**EXCERPT TO READ:**
* START *

Book review: Pro PHP Security by <i>Chris Snyder and Michael Southwell</i>

Book review: Pro PHP Security by Chris Snyder and Michael Southwell


Good security is the basis of any viable website. With the internet being the most public of places, broken systems cost—money, reputations and possibly customer identities are the currency. Pro PHP Security, published by Apress and written by Chris Snyder and Michael Southwell, is a detailed and authoritive account of the security details that effect a successful deployment of a PHP website. The book ranges from the almost theoretical to the highly practical such as SQL injection attack hardening and validating user input. If you are a newbie programmer or a serious practitioner, you may still find highly relevant comfort and detail in the book. There may be monsters waiting in the dark.

The book’s coverThe book’s cover

Security is not a thin line. Securing infrastructure with potentially complex relationships absolutely requires defense in depth. Under Linux, which is the traditional deployment operating system of choice for the majority of PHP web applications, you need to understand the file system, the use of temporary files, .htaccess encryption and many of the associated attack vectors such as cross site scripting. Any book that wishes to discuss PHP Security needs to be dense enough and broad enough. Luckily, Pro PHP Security has such attributes. This book was fun to read and, despite the fact that in a previous incarnation I was a security officer as well as developer, I learnt more than a few new details.

Securing infrastructure with potentially complex relationships absolutely requires defense in depth

The contents

Chris Snyder and Michael Southwell have divided their 500 or so page book into four parts and twenty-four accurate and to-the-point chapters. Part 1 is the shortest containing only information on why we need to secure programs in the first place. Part 2 explains how to maintain a secure environment and discusses operating system and transport issues.

* END *

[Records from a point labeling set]
* START *

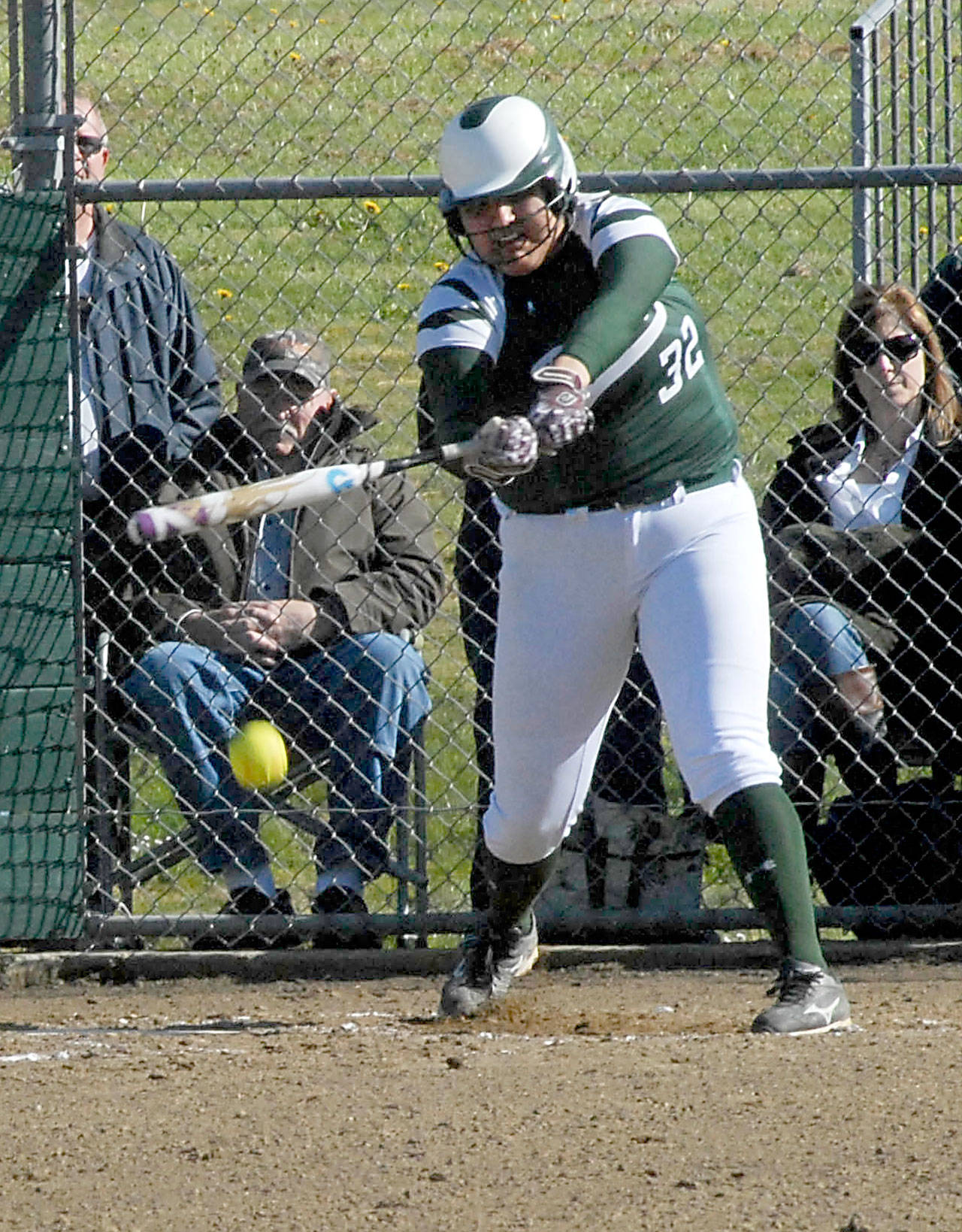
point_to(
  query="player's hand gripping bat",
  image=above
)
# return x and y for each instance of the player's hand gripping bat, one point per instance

* END *

**TASKS:**
a - According to the book review, into how many parts and chapters is Pro PHP Security divided?
b - Continue the Pro PHP Security book review from its last sentence.
None of this data is needed for the work here.

**TASK-BY-TASK ANSWERS:**
a - Four parts and twenty-four chapters.

b -
The most fun section is part 3 Practicing Secure PHP Programming. Different attack vectors are mentioned, one major theme per chapter. The attacks include SQL injection, Remote Execution and, my favorite, Session hijacking. With so many potential crackers out there with so many freely downloadable kits, if you are a newbie PHP programmer, here is where you may save your site(s), read on.

Part 4 Practicing Secure Operations ends with mentioning peer reviewing of code. From personal experience, I strongly thumbs up the advice given.

Looking back at the whole book, I am glad to see apparently mundane advice included such as setting your database permissions aggressively and backing up your databases. This may seem obvious, but it costs energy to follow and thus on many occasions is avoided. Any newbie reading this review please follow the advice and don’t be lazy or you may pay more later. I have seen this short-term thinking a number of times before.

Who’s this book for?

This book is especially useful for the newbie programmer that is starting out with PHP for the first time or old reactionaries that have not had any hard security training.

Relevance to free software

Linux has a rock solid reputation for stable and secure running. Many Linux deployments are solely for running PHP web applications. PHP has as its rival JSP and ASP. If enough PHP sites are hacked, both PHP and Linux will be tarred with a negative brush and JSP or worst still ASP will profit. Therefore, it is vital for core free software projects that programmers understand where the main security surfaces lie.

One of the delightful properties of the PHP programming language is how quickly you can become productive. One could imagine active websites being built from day one and from day one being insecure. Pro PHP Security is broad enough and well rounded enough a book to give the day one builders a thorough jumpstart in the security arena. This fact is also true for the older reactionaries that have learnt to program in the trenches but have had no meaningful security related experience.

It is vital for core free software projects that programmers understand where security surfaces lie

Pros

A great book with a lot of detail. This book is excellent for quickly building up a critical mass of relevant security related concepts and practical defensive strategies.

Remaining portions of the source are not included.